▶ What the exercise asks:
In the listing below, find every line with the string "class" and pull it out.
☆ ☆ ☆
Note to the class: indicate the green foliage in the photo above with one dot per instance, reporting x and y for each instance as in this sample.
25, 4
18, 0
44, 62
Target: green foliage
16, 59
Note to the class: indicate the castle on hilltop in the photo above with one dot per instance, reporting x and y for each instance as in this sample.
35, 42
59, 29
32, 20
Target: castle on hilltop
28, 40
☆ ☆ ☆
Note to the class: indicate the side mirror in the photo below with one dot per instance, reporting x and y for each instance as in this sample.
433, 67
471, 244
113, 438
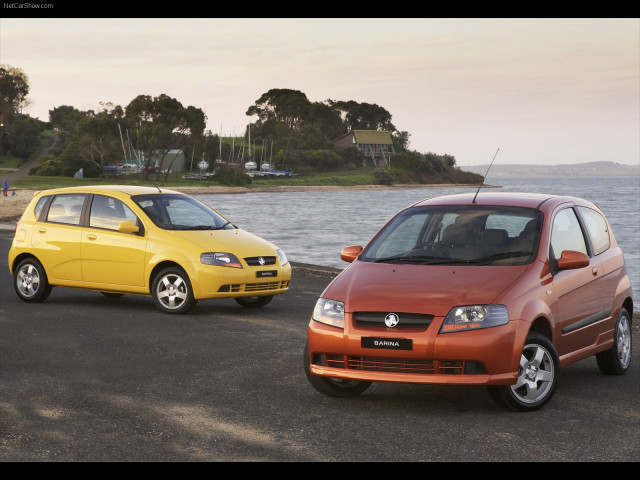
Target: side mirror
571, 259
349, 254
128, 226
☆ ☆ ☆
▶ Task output:
Note to the class: indicate the green foliage in the photo above with one dot per instance, reporting x and y for each instance as in this sample.
Note to the class: indicate the castle on hilltop in the photo above with one dot per instance, reporting x and y for each instance as in this sample.
Note to the class: indicate the side mirror in the photo below with one dot per instance, reporting x and y for each instance as in this sample.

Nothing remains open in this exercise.